### Selected text:
>>>

Outside the Commercial Kitchen: Food Safety While Catering
July 7, 2018Many restaurants and other eating establishments like to provide catering for special events. Catering a huge business, worth over $53 billion per year.
Catering allows your restaurant to reach customers who might never set foot in your establishment otherwise. It’s incredible marketing, and rather than spending money, you’re making money!
However, if you want to make a great impression, you need to keep food safe. This requires some special equipment because you’re not in your normal commercial kitchen. Here are the steps to take.
Avoid Cross Contamination During Prep
You may be prepping onsite, or you may be creating the food in your own commercial kitchen and then bringing it to the event. Regardless, it’s vital to keep food separate and surfaces clean during the prep and cooking.
Use different cutting boards for different foods, disinfect and wash regularly, and ensure everyone washes their hands. Keeping food safe during preparation is the first line of defense for keeping guests safe!
Prepare for Careful Transportation
Keeping hot foods hot and cold foods cold can be most challenging during transport. Hopefully both your commercial kitchen and the catering location has heating and cooling equipment, but the vehicle on the way may not.
If you don’t have commercial coolers to bring in a van or vehicle, make sure to pack cold food carefully with ice or frozen cold packs. Hot foot can be insulated so that it doesn’t lose heat.

<<<

Write out the part of the catering food safety text that begins at the words "Catering allows your" and stops after the words "prep and cooking.".

(Data entries)
>>>

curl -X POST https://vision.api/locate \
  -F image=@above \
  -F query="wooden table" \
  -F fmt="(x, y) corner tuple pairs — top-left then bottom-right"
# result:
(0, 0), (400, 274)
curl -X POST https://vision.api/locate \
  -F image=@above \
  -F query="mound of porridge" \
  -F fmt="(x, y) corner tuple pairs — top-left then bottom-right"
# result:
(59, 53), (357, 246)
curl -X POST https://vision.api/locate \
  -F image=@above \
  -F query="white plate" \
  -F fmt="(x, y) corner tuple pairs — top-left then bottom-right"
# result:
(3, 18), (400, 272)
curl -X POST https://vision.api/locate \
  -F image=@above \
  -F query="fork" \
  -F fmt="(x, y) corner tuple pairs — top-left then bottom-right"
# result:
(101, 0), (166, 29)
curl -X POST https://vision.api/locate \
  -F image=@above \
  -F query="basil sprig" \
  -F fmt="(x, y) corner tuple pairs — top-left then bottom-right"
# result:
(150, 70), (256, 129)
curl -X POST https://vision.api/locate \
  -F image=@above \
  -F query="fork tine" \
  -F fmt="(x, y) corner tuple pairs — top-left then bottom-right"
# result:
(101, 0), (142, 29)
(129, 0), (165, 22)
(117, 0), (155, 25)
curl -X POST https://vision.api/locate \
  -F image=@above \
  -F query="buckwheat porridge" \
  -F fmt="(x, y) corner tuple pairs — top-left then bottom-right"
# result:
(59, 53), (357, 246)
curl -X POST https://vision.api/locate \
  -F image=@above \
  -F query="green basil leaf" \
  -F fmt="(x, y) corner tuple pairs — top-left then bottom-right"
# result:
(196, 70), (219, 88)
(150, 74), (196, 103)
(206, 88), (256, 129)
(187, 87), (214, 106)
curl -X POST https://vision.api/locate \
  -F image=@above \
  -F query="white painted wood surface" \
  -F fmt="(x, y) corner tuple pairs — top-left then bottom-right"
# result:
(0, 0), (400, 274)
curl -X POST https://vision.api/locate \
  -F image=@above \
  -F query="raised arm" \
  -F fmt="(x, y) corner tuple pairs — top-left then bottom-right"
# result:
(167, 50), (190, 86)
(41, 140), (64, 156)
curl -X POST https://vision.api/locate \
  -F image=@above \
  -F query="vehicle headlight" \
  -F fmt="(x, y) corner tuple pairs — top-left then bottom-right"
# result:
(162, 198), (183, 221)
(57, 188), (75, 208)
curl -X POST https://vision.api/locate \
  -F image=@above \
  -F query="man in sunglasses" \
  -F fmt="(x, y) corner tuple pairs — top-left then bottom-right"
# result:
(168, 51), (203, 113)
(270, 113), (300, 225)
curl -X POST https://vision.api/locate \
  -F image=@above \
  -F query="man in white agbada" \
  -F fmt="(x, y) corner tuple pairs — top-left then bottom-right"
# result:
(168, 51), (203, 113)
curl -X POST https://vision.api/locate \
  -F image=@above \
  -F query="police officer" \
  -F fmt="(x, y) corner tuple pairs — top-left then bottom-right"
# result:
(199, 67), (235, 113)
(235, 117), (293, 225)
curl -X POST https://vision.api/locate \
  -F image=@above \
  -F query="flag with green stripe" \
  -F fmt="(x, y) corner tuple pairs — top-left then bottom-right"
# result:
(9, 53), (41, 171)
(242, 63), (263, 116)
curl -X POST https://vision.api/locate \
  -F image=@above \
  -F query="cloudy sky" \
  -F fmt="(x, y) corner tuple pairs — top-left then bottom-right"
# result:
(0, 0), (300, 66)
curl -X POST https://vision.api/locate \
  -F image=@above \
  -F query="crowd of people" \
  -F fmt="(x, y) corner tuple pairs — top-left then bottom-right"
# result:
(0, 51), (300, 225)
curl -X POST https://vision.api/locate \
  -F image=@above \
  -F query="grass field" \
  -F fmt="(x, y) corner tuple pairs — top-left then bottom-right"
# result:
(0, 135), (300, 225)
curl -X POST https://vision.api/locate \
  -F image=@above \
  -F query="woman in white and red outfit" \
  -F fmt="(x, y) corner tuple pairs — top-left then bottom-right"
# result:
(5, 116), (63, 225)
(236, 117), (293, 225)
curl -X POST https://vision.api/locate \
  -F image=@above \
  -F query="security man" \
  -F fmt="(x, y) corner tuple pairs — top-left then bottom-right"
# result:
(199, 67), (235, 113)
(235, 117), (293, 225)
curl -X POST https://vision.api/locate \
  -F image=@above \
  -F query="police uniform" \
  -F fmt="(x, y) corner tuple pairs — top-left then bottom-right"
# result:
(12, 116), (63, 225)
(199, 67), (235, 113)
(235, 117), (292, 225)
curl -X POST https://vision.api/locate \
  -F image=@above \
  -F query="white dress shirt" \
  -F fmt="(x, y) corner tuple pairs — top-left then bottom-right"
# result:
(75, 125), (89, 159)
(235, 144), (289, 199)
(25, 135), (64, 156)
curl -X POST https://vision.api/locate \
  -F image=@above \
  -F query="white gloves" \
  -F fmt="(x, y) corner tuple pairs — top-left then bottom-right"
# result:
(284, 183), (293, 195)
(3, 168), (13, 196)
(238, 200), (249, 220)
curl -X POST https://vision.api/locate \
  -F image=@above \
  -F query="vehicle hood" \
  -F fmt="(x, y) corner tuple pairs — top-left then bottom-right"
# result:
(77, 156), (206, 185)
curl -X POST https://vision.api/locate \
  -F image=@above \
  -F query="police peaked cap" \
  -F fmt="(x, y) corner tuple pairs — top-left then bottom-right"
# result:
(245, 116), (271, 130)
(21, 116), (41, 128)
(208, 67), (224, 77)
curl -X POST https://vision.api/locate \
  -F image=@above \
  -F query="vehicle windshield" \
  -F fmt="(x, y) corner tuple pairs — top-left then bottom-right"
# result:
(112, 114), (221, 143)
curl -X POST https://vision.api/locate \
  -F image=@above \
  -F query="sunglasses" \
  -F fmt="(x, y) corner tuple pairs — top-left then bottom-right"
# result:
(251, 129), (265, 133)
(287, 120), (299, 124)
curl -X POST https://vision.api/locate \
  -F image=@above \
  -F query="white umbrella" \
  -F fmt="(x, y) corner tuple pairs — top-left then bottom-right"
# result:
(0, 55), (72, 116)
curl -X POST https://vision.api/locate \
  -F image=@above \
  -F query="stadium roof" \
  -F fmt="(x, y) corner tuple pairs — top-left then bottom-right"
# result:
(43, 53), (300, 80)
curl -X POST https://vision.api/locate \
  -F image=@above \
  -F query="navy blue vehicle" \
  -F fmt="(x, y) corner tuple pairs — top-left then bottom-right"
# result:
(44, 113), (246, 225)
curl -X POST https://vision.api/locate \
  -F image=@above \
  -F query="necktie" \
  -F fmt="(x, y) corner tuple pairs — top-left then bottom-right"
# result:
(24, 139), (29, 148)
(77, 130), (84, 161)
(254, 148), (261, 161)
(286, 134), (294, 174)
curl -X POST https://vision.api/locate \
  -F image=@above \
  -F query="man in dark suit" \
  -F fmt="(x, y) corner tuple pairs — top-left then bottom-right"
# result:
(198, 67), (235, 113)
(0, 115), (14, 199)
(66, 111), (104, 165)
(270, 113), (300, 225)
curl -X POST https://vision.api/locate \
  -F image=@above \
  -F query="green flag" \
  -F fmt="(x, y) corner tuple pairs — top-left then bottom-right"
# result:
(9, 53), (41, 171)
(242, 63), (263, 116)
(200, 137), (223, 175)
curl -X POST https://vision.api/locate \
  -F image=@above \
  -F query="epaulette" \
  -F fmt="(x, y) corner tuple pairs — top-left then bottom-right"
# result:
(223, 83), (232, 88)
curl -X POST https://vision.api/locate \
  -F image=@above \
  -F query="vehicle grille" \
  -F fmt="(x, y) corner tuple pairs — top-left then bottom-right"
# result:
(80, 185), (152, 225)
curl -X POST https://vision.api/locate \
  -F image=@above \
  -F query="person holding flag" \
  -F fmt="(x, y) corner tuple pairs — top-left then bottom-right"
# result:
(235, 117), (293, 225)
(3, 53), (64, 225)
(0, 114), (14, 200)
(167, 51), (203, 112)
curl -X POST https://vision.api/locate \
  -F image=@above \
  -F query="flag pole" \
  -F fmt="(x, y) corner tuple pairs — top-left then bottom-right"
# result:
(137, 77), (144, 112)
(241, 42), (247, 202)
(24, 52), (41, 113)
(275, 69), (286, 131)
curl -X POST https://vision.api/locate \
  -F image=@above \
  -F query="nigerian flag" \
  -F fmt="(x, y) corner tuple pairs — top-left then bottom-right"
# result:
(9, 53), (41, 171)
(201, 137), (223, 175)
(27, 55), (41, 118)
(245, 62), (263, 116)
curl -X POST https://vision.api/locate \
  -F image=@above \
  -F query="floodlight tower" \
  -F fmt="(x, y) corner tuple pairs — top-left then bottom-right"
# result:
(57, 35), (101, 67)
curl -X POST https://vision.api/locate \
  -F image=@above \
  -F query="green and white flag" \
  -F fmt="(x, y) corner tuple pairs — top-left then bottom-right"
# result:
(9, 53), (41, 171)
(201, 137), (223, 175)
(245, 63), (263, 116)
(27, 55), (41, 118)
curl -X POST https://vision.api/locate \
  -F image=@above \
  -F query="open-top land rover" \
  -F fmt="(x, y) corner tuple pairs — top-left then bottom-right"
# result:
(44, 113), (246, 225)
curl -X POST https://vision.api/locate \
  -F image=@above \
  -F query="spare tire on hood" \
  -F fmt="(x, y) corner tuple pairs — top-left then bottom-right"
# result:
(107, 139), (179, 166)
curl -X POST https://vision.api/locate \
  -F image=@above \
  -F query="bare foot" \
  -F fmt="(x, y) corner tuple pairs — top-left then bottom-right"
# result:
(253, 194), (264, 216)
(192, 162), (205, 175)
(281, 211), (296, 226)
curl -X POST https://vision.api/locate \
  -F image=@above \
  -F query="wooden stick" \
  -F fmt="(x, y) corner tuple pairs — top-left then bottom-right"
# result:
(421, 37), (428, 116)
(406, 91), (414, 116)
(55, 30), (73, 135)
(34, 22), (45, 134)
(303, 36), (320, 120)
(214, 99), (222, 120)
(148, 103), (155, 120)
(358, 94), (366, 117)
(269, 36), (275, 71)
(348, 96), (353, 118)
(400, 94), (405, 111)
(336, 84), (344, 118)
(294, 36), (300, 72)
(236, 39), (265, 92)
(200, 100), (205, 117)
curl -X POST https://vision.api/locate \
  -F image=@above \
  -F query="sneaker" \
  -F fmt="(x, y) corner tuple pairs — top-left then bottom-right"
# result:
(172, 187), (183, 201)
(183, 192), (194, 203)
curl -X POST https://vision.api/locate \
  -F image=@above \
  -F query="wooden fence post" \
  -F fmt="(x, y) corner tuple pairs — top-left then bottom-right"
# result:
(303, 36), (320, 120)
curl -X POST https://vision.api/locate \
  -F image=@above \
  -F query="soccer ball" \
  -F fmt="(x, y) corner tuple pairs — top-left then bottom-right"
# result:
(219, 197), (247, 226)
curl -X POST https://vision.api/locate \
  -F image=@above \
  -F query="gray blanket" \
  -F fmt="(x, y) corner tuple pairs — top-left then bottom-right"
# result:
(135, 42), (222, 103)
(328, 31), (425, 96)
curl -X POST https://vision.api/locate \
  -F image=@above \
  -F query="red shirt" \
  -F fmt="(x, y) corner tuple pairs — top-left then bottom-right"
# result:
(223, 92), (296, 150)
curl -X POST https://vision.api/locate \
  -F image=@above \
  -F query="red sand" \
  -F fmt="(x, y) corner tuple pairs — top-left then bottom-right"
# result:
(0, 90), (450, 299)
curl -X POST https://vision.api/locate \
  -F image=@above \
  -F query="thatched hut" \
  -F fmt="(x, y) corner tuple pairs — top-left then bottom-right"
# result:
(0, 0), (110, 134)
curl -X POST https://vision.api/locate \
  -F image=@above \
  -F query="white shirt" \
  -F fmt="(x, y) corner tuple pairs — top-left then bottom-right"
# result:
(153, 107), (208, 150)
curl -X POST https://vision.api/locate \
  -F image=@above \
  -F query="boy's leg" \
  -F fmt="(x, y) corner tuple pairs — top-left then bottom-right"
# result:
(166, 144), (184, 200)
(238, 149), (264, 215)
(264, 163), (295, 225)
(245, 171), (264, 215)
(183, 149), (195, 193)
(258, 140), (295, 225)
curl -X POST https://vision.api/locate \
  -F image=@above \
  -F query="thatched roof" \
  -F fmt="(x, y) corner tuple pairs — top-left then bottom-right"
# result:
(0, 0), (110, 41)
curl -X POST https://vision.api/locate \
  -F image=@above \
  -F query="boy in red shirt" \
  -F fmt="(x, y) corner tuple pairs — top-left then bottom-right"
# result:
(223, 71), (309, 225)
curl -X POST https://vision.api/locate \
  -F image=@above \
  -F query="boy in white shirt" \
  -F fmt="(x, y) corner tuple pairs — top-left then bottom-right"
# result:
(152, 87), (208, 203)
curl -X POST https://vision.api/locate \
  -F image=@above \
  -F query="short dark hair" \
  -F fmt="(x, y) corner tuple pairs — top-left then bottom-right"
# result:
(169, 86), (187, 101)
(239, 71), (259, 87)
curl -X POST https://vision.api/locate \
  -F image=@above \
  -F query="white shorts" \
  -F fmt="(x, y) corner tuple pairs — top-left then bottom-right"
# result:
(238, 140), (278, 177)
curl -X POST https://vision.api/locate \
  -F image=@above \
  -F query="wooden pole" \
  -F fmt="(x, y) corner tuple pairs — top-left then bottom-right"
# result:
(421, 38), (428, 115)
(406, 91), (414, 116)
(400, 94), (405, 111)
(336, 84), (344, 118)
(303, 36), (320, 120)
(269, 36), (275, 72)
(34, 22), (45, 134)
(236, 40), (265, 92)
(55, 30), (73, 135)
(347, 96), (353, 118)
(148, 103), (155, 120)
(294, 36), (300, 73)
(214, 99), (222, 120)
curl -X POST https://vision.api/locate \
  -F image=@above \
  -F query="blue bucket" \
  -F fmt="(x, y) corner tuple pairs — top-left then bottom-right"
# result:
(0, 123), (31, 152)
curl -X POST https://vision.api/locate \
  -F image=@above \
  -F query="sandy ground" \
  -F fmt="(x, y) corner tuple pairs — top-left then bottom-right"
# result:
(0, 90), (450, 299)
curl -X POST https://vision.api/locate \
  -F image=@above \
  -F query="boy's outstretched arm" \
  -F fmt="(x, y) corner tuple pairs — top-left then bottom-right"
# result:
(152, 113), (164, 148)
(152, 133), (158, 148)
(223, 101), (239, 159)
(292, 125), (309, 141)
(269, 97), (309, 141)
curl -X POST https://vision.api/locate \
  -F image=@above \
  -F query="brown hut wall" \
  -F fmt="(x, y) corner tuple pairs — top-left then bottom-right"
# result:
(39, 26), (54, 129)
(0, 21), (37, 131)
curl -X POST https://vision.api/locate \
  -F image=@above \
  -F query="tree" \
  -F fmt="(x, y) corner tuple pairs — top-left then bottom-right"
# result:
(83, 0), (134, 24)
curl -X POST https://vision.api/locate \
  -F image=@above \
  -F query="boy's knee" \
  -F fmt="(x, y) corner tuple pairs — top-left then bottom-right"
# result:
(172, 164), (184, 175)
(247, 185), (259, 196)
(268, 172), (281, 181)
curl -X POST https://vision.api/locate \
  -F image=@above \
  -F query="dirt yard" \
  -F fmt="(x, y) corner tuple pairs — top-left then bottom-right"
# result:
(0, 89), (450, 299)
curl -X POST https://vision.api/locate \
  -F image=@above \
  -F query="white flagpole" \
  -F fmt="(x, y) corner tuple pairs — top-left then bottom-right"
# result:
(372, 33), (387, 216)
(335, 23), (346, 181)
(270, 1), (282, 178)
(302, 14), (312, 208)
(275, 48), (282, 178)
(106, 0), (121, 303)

<<<

### Answer space:
Catering allows your restaurant to reach customers who might never set foot in your establishment otherwise. It’s incredible marketing, and rather than spending money, you’re making money!
However, if you want to make a great impression, you need to keep food safe. This requires some special equipment because you’re not in your normal commercial kitchen. Here are the steps to take.
Avoid Cross Contamination During Prep
You may be prepping onsite, or you may be creating the food in your own commercial kitchen and then bringing it to the event. Regardless, it’s vital to keep food separate and surfaces clean during the prep and cooking.